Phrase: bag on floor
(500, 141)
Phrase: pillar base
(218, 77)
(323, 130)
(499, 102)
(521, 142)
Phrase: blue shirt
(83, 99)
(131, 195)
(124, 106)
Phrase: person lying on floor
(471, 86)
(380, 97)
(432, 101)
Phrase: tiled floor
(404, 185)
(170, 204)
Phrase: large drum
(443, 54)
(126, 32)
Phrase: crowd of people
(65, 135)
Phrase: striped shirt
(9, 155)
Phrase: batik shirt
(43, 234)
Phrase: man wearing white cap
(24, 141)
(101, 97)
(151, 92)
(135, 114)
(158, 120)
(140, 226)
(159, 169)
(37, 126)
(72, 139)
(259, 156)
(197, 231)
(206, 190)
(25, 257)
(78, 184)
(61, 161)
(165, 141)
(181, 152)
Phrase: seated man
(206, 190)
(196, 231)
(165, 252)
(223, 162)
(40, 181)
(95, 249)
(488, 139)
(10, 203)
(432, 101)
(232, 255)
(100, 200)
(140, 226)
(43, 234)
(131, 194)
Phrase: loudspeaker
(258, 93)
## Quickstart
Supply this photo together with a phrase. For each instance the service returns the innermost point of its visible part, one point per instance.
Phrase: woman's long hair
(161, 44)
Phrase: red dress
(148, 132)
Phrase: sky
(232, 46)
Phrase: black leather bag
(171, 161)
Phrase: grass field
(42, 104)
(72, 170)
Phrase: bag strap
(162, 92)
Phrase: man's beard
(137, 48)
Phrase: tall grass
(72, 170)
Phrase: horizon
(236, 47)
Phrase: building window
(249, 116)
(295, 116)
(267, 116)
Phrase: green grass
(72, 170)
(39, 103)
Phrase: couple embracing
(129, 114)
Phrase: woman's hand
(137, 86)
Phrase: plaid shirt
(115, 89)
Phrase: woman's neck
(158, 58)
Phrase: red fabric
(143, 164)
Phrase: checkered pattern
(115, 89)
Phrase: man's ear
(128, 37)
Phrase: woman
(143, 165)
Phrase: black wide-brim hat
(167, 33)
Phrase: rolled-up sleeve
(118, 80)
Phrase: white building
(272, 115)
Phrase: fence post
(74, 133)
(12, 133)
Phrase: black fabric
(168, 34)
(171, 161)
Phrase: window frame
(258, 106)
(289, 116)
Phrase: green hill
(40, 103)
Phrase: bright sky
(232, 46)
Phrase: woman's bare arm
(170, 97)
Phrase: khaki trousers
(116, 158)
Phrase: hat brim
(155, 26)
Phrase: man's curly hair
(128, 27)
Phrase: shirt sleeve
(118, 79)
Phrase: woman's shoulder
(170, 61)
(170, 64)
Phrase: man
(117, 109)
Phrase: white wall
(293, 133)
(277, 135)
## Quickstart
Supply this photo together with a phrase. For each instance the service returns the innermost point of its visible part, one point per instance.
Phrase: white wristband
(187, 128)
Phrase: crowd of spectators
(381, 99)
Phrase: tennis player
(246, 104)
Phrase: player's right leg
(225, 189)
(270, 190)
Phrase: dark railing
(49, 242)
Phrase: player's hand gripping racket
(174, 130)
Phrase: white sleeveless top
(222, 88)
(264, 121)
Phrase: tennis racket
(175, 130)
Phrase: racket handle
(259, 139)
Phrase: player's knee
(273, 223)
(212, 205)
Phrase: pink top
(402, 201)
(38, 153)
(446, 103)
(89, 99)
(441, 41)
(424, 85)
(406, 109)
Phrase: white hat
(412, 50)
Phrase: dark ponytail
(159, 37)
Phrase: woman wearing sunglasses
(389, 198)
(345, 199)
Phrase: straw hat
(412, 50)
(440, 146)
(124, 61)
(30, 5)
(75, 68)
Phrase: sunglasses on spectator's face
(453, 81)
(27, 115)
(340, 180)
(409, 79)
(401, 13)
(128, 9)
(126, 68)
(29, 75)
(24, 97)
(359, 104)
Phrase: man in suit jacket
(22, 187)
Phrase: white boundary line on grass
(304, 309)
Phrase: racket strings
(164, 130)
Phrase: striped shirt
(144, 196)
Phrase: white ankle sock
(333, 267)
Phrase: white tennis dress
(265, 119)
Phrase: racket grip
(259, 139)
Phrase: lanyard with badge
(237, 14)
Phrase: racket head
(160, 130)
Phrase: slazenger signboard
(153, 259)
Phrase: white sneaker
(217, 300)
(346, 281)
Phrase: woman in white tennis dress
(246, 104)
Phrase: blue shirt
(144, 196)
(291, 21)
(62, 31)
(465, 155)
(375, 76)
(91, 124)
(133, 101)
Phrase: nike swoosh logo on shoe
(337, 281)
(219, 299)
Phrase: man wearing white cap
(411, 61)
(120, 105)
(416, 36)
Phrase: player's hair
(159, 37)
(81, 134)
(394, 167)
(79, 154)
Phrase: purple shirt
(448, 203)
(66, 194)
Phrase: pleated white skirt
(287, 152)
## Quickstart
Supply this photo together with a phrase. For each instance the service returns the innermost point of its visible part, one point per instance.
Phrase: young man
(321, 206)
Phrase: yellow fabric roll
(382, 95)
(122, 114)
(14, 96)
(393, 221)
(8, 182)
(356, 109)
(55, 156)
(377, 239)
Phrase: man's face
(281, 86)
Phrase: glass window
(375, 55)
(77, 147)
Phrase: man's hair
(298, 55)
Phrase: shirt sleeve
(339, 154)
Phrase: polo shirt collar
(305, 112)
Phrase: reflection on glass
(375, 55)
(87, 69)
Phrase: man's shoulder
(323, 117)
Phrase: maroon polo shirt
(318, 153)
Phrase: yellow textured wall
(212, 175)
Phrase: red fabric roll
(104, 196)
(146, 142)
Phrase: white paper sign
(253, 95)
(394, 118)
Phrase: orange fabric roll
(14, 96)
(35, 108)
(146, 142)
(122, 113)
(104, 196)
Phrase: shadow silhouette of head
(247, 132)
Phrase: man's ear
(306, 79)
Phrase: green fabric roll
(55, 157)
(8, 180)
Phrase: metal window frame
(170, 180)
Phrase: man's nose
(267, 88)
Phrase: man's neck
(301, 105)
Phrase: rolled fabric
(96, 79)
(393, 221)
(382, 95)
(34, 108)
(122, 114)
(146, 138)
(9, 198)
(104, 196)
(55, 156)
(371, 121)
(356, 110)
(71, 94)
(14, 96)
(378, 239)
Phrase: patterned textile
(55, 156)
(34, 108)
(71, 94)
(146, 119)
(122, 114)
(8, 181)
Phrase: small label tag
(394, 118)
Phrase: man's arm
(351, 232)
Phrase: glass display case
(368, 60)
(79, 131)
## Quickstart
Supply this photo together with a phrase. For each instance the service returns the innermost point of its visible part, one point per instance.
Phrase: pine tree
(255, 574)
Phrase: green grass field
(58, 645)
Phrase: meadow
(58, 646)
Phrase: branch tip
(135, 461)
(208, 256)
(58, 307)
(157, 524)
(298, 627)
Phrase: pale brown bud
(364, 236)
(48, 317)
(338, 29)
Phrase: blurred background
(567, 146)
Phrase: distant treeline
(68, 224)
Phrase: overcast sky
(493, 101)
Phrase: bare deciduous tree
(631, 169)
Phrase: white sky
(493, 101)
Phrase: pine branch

(Problem)
Write out every entry again, keeping each line exactly the same.

(Final answer)
Phrase: bag on floor
(500, 141)
Phrase: pillar base
(218, 77)
(323, 130)
(499, 102)
(521, 142)
Phrase: blue shirt
(83, 99)
(131, 195)
(124, 106)
Phrase: person lying on floor
(471, 86)
(380, 97)
(432, 101)
Phrase: tiled floor
(404, 185)
(170, 204)
Phrase: large drum
(443, 54)
(126, 32)
Phrase: crowd of people
(65, 135)
Phrase: striped shirt
(9, 155)
Phrase: batik shirt
(43, 234)
Phrase: man wearing white cap
(24, 141)
(101, 97)
(151, 92)
(135, 114)
(158, 120)
(140, 226)
(159, 169)
(37, 126)
(72, 139)
(259, 156)
(197, 231)
(206, 190)
(25, 257)
(78, 184)
(61, 161)
(165, 141)
(181, 152)
Phrase: seated man
(206, 190)
(196, 231)
(165, 252)
(223, 162)
(40, 181)
(95, 249)
(488, 139)
(10, 203)
(432, 101)
(232, 255)
(100, 200)
(140, 226)
(43, 234)
(131, 194)
Phrase: loudspeaker
(258, 93)
## Quickstart
Supply this photo together with a phrase. For each instance the service returns the innermost point of its visible part, one point per instance.
Phrase: woman's long hair
(161, 44)
Phrase: red dress
(148, 132)
Phrase: sky
(232, 46)
Phrase: black leather bag
(171, 161)
Phrase: grass field
(42, 104)
(72, 170)
Phrase: bag strap
(162, 92)
Phrase: man's beard
(137, 48)
Phrase: tall grass
(72, 170)
Phrase: horizon
(236, 47)
Phrase: building window
(249, 116)
(295, 116)
(267, 116)
Phrase: green grass
(72, 170)
(39, 103)
Phrase: couple embracing
(129, 114)
Phrase: woman's hand
(137, 86)
Phrase: plaid shirt
(115, 89)
Phrase: woman's neck
(158, 58)
Phrase: red fabric
(143, 164)
Phrase: checkered pattern
(115, 89)
Phrase: man's ear
(128, 37)
Phrase: woman
(143, 165)
Phrase: black wide-brim hat
(167, 33)
Phrase: rolled-up sleeve
(118, 80)
Phrase: white building
(272, 115)
Phrase: fence post
(74, 133)
(12, 133)
Phrase: black fabric
(168, 34)
(171, 161)
Phrase: window frame
(258, 106)
(289, 116)
Phrase: green hill
(40, 103)
Phrase: bright sky
(232, 46)
Phrase: woman's bare arm
(170, 97)
Phrase: khaki trousers
(116, 158)
Phrase: hat brim
(155, 26)
Phrase: man's curly hair
(128, 27)
Phrase: shirt sleeve
(118, 79)
Phrase: woman's shoulder
(170, 61)
(170, 64)
Phrase: man
(117, 109)
Phrase: white wall
(293, 133)
(277, 135)
## Quickstart
Supply this photo together with a phrase. For each instance the service returns the innermost point of its visible part, one point per instance.
Phrase: white wristband
(187, 128)
Phrase: crowd of spectators
(381, 99)
Phrase: tennis player
(246, 104)
Phrase: player's right leg
(225, 189)
(270, 190)
Phrase: dark railing
(49, 242)
Phrase: player's hand gripping racket
(174, 130)
Phrase: white sleeveless top
(222, 88)
(264, 121)
Phrase: tennis racket
(175, 130)
Phrase: racket handle
(259, 139)
Phrase: player's knee
(273, 223)
(212, 205)
Phrase: pink top
(402, 201)
(38, 153)
(446, 103)
(89, 99)
(441, 41)
(424, 85)
(406, 109)
Phrase: white hat
(412, 50)
Phrase: dark ponytail
(159, 37)
Phrase: woman wearing sunglasses
(389, 198)
(345, 199)
Phrase: straw hat
(412, 50)
(440, 146)
(124, 61)
(30, 5)
(75, 68)
Phrase: sunglasses on spectator's face
(453, 81)
(27, 115)
(340, 180)
(409, 79)
(401, 13)
(128, 9)
(126, 68)
(29, 75)
(24, 97)
(359, 104)
Phrase: man in suit jacket
(22, 187)
Phrase: white boundary line on grass
(304, 309)
Phrase: racket strings
(164, 130)
Phrase: striped shirt
(144, 196)
Phrase: white ankle sock
(333, 267)
Phrase: white tennis dress
(265, 119)
Phrase: racket grip
(259, 139)
Phrase: lanyard with badge
(237, 14)
Phrase: racket head
(160, 130)
Phrase: slazenger signboard
(153, 259)
Phrase: white sneaker
(217, 300)
(346, 281)
Phrase: woman in white tennis dress
(246, 104)
Phrase: blue shirt
(144, 196)
(291, 21)
(62, 31)
(465, 155)
(375, 76)
(91, 124)
(133, 101)
Phrase: nike swoosh logo on shoe
(337, 281)
(219, 299)
Phrase: man wearing white cap
(411, 61)
(120, 105)
(416, 36)
Phrase: player's hair
(159, 37)
(81, 134)
(394, 167)
(79, 154)
Phrase: purple shirt
(448, 203)
(66, 194)
Phrase: pleated white skirt
(287, 152)
## Quickstart
Supply this photo together with a phrase. For each instance the service returns the innermost point of its visible part, one point per instance.
Phrase: young man
(321, 206)
Phrase: yellow fabric roll
(382, 95)
(122, 114)
(14, 96)
(393, 221)
(8, 182)
(356, 109)
(55, 156)
(377, 239)
Phrase: man's face
(281, 86)
Phrase: glass window
(375, 55)
(77, 147)
Phrase: man's hair
(298, 55)
Phrase: shirt sleeve
(339, 154)
Phrase: polo shirt collar
(305, 112)
Phrase: reflection on glass
(375, 55)
(87, 69)
Phrase: man's shoulder
(323, 117)
Phrase: maroon polo shirt
(318, 153)
Phrase: yellow textured wall
(212, 175)
Phrase: red fabric roll
(104, 196)
(146, 142)
Phrase: white paper sign
(253, 95)
(394, 118)
Phrase: orange fabric roll
(14, 96)
(35, 108)
(146, 142)
(122, 113)
(104, 196)
Phrase: shadow silhouette of head
(247, 132)
Phrase: man's ear
(306, 79)
Phrase: green fabric roll
(55, 157)
(8, 180)
Phrase: metal window frame
(170, 180)
Phrase: man's nose
(267, 88)
Phrase: man's neck
(301, 105)
Phrase: rolled fabric
(96, 79)
(393, 221)
(382, 95)
(34, 108)
(122, 114)
(146, 138)
(9, 198)
(104, 196)
(55, 156)
(371, 121)
(356, 110)
(71, 94)
(14, 96)
(378, 239)
Phrase: patterned textile
(55, 156)
(34, 108)
(71, 94)
(146, 119)
(122, 114)
(8, 181)
Phrase: small label tag
(394, 118)
Phrase: man's arm
(351, 232)
Phrase: glass display case
(368, 60)
(79, 131)
## Quickstart
Supply this photo together with a phrase. For each instance the service returns the innermost point of its visible part, one point per instance.
Phrase: pine tree
(255, 574)
Phrase: green grass field
(58, 645)
Phrase: meadow
(58, 646)
Phrase: branch tip
(135, 461)
(208, 256)
(58, 307)
(157, 524)
(298, 627)
Phrase: pale brown bud
(364, 236)
(48, 317)
(338, 29)
Phrase: blurred background
(567, 146)
Phrase: distant treeline
(68, 224)
Phrase: overcast sky
(493, 101)
Phrase: bare deciduous tree
(631, 169)
Phrase: white sky
(493, 101)
Phrase: pine branch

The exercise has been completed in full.